Point annotation records
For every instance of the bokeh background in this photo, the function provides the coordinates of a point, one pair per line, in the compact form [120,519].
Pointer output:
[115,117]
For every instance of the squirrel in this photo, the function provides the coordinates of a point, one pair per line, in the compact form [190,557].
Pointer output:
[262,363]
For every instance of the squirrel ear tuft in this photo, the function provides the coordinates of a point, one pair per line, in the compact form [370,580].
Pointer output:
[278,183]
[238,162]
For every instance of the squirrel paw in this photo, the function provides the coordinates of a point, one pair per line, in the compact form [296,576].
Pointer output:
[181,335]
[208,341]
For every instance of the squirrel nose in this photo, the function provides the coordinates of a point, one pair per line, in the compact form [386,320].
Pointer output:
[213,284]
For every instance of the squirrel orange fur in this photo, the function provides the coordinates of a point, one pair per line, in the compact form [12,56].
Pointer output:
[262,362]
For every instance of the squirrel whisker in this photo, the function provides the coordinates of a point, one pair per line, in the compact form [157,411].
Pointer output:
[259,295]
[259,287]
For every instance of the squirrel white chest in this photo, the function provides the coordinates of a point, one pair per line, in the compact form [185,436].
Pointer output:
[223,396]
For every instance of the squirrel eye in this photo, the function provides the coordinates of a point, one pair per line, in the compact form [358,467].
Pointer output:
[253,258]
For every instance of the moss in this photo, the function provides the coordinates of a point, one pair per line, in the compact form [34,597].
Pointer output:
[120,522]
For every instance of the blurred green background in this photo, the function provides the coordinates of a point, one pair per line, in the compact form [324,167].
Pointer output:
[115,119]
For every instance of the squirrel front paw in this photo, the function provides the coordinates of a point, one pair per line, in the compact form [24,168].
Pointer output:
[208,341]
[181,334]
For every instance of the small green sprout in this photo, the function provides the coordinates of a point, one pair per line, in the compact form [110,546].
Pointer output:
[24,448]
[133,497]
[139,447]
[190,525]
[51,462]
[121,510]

**WRITTEN PROBLEM:**
Copy the records from the line with "For every instance of the squirrel whisker" through the end of the records, swapping "Pointer output" for "Marked points" and changing nothing else.

**IN RESPONSE:**
For every instance of the squirrel whisker in this photo, the function provides the coordinates of a point, one pair per line, in the compact form [157,411].
Marked points:
[259,295]
[259,287]
For every instance of the squirrel white chest in this photo, the function provides the coordinates of a point, one pair per line, in the compact form [185,436].
Marked points:
[223,396]
For every instance of the squirrel eye in this photo, the function provides the coordinates of a point, one pair per line, in the compact form [358,467].
Marked points:
[253,258]
For every instance of the moss in this photo, the function provides the coordinates of a point, one pair per line, in the compact form [34,597].
Marked points:
[120,522]
For every instance of the blurred green background in this photo, the function provides the coordinates of a point, one pair per line, in the compact form [324,167].
Marked points:
[115,119]
For every instance of the squirrel front paw in this photo, the function provides the coordinates of a point, one pair per line, in the compact form [24,168].
Marked points:
[208,341]
[181,334]
For every instance of the small green sprout in this photo, the function provides the coordinates of a point, one pair per line, in the compact form [110,546].
Marked points:
[24,448]
[133,497]
[139,447]
[190,525]
[51,462]
[121,510]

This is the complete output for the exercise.